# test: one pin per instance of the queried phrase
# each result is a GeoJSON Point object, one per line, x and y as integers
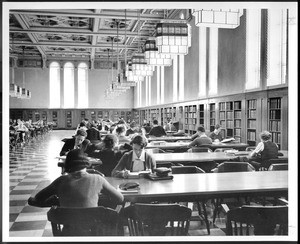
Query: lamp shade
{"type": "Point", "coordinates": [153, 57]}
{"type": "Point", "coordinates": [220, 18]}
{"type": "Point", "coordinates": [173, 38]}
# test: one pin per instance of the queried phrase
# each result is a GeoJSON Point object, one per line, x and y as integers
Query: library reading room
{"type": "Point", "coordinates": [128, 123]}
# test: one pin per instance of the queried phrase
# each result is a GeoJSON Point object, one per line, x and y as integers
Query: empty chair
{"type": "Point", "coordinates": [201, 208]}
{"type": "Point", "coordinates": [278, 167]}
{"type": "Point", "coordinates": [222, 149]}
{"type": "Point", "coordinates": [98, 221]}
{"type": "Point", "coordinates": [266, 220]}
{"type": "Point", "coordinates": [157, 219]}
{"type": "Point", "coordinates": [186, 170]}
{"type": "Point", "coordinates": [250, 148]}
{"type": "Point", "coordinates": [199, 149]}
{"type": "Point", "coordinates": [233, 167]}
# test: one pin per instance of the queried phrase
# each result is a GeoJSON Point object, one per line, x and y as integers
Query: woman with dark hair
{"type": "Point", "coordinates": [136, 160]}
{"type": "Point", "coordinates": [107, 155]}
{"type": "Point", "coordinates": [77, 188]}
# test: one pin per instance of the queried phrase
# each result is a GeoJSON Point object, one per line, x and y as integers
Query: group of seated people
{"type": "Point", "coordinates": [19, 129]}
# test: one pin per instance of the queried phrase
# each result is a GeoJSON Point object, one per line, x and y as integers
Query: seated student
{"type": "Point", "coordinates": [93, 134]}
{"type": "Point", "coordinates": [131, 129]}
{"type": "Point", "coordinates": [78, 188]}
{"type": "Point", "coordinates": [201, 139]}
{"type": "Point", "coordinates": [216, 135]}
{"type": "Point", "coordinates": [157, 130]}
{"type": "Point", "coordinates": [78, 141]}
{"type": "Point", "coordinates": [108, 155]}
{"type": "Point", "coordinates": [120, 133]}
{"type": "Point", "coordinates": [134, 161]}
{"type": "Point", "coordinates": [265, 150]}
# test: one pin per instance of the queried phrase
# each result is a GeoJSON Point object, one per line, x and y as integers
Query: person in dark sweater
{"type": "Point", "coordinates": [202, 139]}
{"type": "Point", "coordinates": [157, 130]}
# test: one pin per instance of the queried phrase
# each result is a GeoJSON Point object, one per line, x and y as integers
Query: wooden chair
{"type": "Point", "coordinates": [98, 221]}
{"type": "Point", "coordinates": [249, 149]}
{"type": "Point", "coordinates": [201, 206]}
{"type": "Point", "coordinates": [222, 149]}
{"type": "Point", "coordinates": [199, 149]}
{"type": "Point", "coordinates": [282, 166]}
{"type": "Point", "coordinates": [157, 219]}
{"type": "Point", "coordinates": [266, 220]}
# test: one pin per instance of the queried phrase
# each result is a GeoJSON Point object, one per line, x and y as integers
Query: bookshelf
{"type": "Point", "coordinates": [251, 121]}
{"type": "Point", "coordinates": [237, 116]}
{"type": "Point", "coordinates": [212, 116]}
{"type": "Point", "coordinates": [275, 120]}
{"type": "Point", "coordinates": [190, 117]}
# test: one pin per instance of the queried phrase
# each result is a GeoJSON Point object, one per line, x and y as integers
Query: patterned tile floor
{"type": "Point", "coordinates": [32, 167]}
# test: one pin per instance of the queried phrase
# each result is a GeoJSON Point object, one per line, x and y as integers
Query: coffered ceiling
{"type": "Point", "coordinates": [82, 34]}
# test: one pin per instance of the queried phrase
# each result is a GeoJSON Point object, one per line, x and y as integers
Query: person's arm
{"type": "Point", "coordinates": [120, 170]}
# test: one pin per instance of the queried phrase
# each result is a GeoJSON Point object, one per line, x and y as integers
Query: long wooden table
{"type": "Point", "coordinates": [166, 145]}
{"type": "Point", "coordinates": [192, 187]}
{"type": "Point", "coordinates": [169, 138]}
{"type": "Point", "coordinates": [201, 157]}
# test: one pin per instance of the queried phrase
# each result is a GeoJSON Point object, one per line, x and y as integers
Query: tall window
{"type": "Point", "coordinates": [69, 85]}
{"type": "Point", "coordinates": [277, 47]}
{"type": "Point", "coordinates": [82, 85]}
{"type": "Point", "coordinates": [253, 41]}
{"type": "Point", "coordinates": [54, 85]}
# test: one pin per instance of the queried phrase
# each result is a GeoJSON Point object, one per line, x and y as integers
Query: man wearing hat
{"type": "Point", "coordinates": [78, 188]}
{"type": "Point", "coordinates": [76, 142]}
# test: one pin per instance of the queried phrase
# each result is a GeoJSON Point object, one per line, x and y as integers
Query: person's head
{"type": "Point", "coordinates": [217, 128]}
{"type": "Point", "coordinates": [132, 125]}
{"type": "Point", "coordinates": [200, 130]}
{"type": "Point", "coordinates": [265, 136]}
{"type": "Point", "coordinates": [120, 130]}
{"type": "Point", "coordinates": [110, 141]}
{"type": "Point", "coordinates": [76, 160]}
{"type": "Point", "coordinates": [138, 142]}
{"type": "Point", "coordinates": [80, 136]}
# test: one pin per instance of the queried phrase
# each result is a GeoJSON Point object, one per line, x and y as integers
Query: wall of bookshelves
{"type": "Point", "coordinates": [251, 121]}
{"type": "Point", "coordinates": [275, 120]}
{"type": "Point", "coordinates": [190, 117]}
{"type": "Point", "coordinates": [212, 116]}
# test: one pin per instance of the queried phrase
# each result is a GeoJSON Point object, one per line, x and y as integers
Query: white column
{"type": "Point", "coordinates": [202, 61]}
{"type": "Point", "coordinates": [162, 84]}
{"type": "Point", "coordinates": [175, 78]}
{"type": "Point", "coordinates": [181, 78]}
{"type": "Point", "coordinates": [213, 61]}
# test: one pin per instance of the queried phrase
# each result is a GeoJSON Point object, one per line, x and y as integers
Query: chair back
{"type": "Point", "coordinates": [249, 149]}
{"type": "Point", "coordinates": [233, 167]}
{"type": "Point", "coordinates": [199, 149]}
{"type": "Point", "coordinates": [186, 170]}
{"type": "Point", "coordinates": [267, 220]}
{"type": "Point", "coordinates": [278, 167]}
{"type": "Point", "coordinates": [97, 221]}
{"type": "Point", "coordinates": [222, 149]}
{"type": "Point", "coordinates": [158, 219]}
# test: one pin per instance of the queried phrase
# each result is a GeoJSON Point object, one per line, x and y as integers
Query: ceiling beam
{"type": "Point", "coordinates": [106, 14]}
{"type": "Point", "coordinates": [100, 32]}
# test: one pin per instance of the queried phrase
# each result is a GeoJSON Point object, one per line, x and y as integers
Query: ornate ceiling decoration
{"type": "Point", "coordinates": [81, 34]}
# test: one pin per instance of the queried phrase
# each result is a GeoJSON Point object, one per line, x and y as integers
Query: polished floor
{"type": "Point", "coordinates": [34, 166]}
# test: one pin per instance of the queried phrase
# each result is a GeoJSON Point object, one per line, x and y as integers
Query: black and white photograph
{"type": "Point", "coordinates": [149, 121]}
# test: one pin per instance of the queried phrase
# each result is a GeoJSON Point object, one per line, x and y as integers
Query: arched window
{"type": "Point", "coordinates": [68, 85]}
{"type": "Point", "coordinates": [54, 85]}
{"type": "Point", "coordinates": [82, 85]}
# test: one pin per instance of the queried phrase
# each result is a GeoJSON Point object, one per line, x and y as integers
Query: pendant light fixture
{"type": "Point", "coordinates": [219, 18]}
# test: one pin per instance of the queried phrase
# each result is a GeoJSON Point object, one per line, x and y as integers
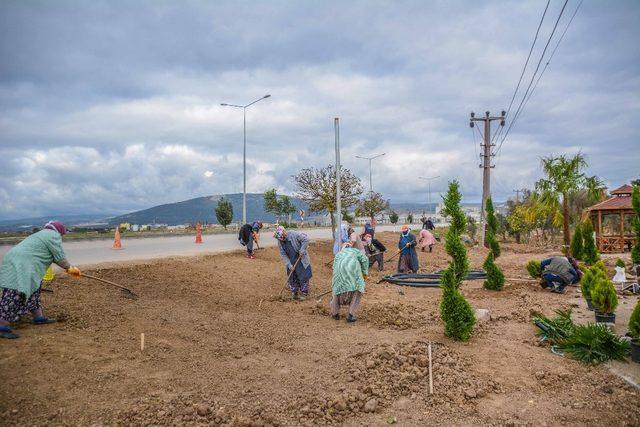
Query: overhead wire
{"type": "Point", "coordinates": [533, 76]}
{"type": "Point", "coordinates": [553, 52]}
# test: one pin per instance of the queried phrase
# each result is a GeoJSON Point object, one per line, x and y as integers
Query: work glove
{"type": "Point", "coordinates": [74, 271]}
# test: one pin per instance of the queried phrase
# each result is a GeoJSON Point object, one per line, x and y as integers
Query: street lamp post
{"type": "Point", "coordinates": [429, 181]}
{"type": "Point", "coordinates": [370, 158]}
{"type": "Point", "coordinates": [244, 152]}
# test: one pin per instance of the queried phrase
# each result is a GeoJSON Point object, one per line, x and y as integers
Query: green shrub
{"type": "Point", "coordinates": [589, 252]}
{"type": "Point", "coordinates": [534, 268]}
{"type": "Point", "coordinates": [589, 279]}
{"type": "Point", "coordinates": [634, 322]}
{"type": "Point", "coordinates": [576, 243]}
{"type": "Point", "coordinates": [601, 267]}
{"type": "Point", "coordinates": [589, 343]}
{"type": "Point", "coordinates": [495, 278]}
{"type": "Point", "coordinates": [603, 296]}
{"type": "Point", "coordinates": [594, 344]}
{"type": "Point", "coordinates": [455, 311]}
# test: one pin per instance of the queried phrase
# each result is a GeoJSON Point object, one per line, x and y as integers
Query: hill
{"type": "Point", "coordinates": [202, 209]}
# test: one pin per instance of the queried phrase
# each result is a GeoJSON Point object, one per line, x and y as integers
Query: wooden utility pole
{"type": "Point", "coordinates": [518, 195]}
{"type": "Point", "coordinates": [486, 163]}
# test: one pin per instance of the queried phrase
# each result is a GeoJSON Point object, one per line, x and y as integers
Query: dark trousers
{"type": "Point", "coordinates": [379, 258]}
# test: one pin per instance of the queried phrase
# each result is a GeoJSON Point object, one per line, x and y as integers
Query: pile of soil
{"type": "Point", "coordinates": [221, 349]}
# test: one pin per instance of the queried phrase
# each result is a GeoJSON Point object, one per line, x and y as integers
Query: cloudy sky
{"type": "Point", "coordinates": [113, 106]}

++++

> _EXERCISE INSTRUCTIONS_
Show each line of the data above that contains the string "person". Matching is case-sensitive.

> _SOLUTION TO THIS PROBLEM_
Query: person in dark sweater
Query: person's arm
Query: person's head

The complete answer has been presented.